* PAGE *
Eastertide : celebration which keeps going

After all the joy and excitement of Easter Sunday, the Church settles down to enjoy the Easter season which lasts through six more Sundays. Eastertide  ends with the Ascension and then Pentecost, so specifically this is the period  after the Resurrection but while Jesus is still on earth.   He is still the central character, but he comes and goes at this stage in the story.  It is no longer just the story of what happens to him or what he does.

Christ emerging from tomb
Time for the next phase

It is fascinating to see how the focus of the narrative shifts. Jesus is there, but intermittently. He pays visits to the apostles, to put heart into them, but he often finds them cowering in the Upper Room. They are trying to work out what to do next, in a world which has been totally altered by Jesus’ return from the dead.

But what happened next?

We are so used to the idea that Jesus is the living Lord that we don’t give the apostles enough credit for how hard this must have been. We learn about his Resurrection as soon as we learn about his death on the cross, and the length of the annual wait from Good Friday to the Easter liturgies is fixed and familiar. But the apostles had no missals, Gospels or road maps of any kind. They really were making it up as they went along, with Jesus appearing now and then to keep them on the right path and repeat the same message over and over again until they could let themselves believe it.

Mary addressing apostles
Some (male) people take a lot of convincing……
2nd Sunday, still celebrating but also moving on

The second Sunday after Easter is still part of the Easter narrative itself.  The Gospel is the same for each of the three liturgical years, the story of Thomas and his encounter with the Risen Lord.  It is nearly the same psalm (117/118), just with a different verse in the middle, and, as if to emphasize the point, it is the same psalm that we have been singing since the end of the Easter Vigil and Easter Sunday.  Like a musical octave, the Easter octave strikes the same note.  What shows the change of emphasis which is starting to happen,  is that the First Reading is taken from Acts.

* INFORMATION SHOWN *
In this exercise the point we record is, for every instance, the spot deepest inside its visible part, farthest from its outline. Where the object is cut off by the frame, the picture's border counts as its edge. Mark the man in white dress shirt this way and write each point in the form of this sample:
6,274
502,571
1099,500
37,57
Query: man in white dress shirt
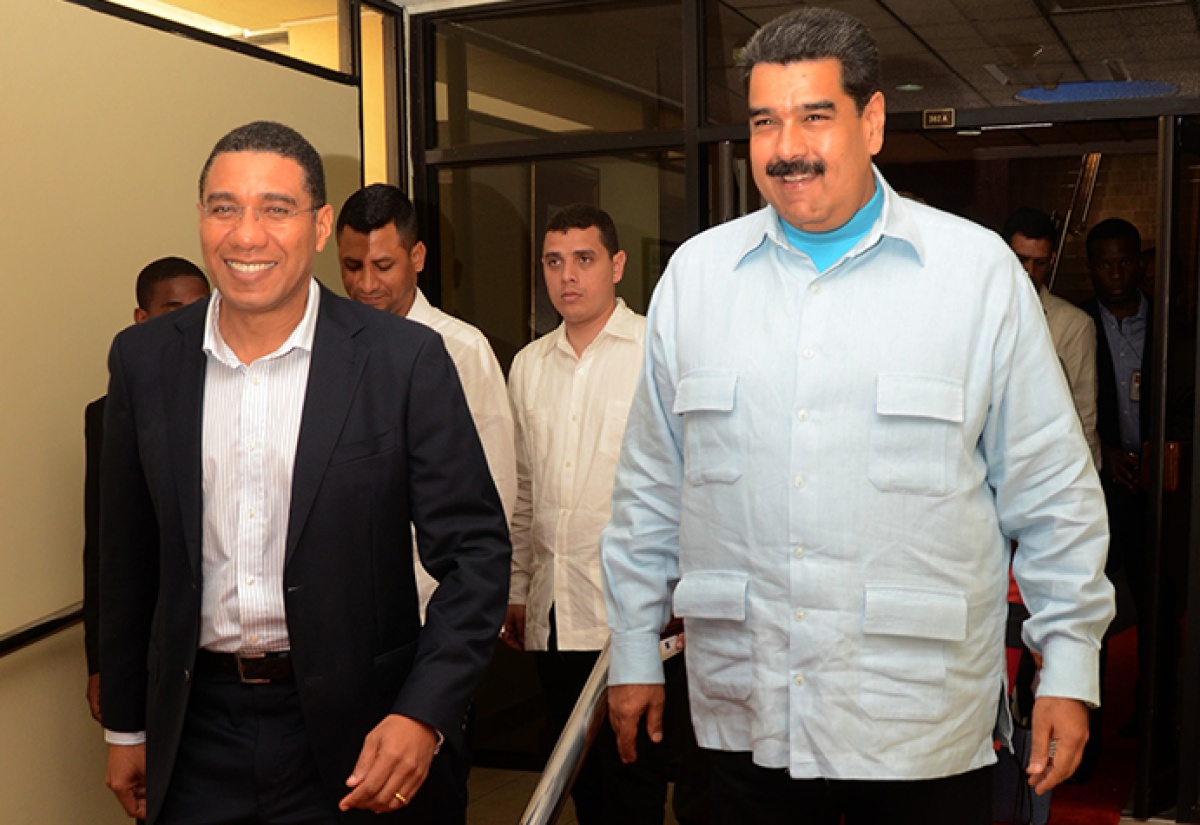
570,392
1031,234
381,256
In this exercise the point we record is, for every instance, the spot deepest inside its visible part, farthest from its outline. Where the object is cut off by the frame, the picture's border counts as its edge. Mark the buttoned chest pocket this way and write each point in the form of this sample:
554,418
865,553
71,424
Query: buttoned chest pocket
916,434
711,429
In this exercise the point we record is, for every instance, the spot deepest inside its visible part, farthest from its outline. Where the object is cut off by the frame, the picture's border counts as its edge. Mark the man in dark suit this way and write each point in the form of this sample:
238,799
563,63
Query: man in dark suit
265,456
1123,321
1123,332
162,285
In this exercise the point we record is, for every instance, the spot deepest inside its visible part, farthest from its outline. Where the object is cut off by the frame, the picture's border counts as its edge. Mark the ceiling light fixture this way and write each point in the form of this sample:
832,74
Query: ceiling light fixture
1097,90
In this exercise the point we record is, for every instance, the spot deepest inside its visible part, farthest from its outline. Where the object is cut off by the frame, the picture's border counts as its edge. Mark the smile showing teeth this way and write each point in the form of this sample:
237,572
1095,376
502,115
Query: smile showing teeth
241,266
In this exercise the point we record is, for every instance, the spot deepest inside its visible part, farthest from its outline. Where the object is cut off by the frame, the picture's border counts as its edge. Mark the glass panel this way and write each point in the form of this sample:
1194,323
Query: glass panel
381,109
559,72
492,221
726,30
303,29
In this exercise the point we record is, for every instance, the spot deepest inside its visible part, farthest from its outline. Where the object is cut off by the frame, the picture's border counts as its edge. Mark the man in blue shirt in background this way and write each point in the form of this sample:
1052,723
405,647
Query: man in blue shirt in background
850,405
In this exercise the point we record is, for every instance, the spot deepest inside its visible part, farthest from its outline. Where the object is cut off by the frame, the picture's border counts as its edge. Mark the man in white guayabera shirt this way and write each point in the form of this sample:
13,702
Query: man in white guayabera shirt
849,407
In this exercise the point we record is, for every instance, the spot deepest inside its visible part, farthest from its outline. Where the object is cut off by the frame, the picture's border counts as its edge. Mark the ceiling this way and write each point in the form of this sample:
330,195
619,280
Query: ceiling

* EXERCISE TASK *
In the text on Eastertide, which book supplies the First Reading on the second Sunday after Easter?

* OUTPUT FOR THIS TASK *
Acts